**Trecho apresentado**

<<<<

Assim como Diego, milhares de outras pessoas fizeram seu melhor para tentar segurar a onda de contágio da Covid, buscando vencer algo inédito em suas vidas com altruísmo e empatia. Essas pessoas não são fracas. Fraco é você, Jair, que fez troça da doença, que nunca se preocupou em informar a gravidade da situação aos brasileiros que acreditam piamente em tudo o que fala, que jamais mostrou um pingo de compaixão para com as famílias que até hoje choram a morte de seus queridos. Você e seus papagaios repetiram à exaustão que essas pessoas morreriam de qualquer jeito, pois tinham comorbidades. Em vez de montar um plano de auxílio às empresas, algo que sustentasse a economia durante os piores meses da pandemia, você tagarelou como um Napoleão de hospício sobre como o declínio econômico mataria mais que o próprio vírus. Você tinha as ferramentas para ajudar, poderia ter lançado linhas de crédito para os pequenos e médios empresários, poderia ter suspendido impostos e encargos para quem mantivesse empregados, poderia ter criado condições para que as pessoas se protegessem e ao mesmo tempo continuassem produzindo de alguma forma. Mas você preferiu fazer o que sempre fez nos últimos 30 anos: viver de bravatas e fingir que estava trabalhando.

>>>>

**Atividades a realizar**
**A)** Responda, com base no trecho sobre a pandemia de Covid:
(i) Com que sentimentos as pessoas buscaram vencer algo inédito em suas vidas?
(ii) O que Jair e seus papagaios repetiram à exaustão sobre as pessoas que morreram?
(iii) Há quantos anos, segundo o texto, Jair vive de bravatas?
**B)** Prossiga o texto sobre a pandemia de Covid a partir de sua última frase.

**Itens armazenados do conjunto de dados**
<<<<

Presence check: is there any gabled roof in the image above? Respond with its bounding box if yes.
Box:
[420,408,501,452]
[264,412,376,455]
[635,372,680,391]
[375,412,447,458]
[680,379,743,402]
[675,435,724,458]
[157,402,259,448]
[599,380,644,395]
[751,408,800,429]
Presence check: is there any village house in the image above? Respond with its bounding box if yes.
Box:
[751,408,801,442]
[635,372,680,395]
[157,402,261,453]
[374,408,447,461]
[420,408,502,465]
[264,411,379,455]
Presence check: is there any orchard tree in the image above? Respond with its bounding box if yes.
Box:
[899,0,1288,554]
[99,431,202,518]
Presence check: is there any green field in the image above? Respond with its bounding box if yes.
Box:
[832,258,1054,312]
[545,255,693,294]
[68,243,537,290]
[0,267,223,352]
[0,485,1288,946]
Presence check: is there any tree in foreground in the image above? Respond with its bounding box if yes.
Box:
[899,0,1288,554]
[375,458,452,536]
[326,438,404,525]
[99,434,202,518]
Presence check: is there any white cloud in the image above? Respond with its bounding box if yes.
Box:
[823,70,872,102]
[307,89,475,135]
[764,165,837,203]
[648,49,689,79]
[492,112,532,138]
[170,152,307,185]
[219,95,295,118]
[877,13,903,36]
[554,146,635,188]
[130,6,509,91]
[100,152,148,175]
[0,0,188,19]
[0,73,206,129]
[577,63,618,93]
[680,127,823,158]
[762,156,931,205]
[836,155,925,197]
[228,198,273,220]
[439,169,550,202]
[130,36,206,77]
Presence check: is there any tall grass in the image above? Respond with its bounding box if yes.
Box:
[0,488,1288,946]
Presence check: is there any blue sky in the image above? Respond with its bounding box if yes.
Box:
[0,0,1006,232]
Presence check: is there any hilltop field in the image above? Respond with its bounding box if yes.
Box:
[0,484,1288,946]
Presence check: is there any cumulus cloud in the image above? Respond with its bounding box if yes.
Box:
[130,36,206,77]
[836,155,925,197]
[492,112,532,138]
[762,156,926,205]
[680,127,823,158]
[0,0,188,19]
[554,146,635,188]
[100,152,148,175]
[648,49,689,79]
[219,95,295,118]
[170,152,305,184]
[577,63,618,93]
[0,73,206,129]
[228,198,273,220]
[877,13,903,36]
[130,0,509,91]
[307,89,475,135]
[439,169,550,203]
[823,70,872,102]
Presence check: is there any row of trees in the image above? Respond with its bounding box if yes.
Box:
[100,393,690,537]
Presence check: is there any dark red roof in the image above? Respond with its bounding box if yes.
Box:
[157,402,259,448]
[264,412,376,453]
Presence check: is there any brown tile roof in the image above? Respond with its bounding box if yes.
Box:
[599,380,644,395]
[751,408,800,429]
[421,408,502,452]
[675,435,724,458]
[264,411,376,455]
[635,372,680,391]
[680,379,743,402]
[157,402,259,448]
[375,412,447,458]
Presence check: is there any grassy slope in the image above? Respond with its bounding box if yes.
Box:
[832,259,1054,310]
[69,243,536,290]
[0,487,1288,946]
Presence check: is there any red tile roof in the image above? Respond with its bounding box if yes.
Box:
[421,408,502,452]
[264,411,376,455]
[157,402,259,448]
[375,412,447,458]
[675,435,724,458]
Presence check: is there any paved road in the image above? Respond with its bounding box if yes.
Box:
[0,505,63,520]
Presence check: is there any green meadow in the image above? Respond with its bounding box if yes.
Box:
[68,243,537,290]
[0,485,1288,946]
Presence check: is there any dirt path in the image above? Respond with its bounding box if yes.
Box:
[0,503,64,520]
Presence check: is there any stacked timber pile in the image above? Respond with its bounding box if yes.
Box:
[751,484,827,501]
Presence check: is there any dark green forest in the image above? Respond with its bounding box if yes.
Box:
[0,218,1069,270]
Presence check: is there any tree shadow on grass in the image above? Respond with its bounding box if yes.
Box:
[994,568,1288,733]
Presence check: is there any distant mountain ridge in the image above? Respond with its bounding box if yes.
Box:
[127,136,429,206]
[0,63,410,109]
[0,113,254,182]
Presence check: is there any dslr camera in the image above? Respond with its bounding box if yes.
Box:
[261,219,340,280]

>>>>

**Respostas às atividades**
**A)**
(i) Com altruísmo e empatia.
(ii) Que essas pessoas morreriam de qualquer jeito, pois tinham comorbidades.
(iii) Há 30 anos.

**B)**
Jair Bolsonaro é um bufão. Sua capacidade de lidar com situações de crise é próxima de nenhuma. Suas soluções para os problemas do país se resumem à repetição de chavões de campanha para motivar uma militância que segue convencida de que a Covid e tudo de ruim que aconteceu em 2020 não passa de uma grande conspiração contra o messias que derramou sangue pelos brasileiros e quase deu a vida para que fossem livres. Sua guinada recente ao populismo é clara confirmação de que ele não faz a menor ideia de como administrar o país. Se o governo estivesse bem, ele não precisaria sair em campanha dois anos antes da eleição, visitando botecos e bebendo refrigerante na boca da garrafinha.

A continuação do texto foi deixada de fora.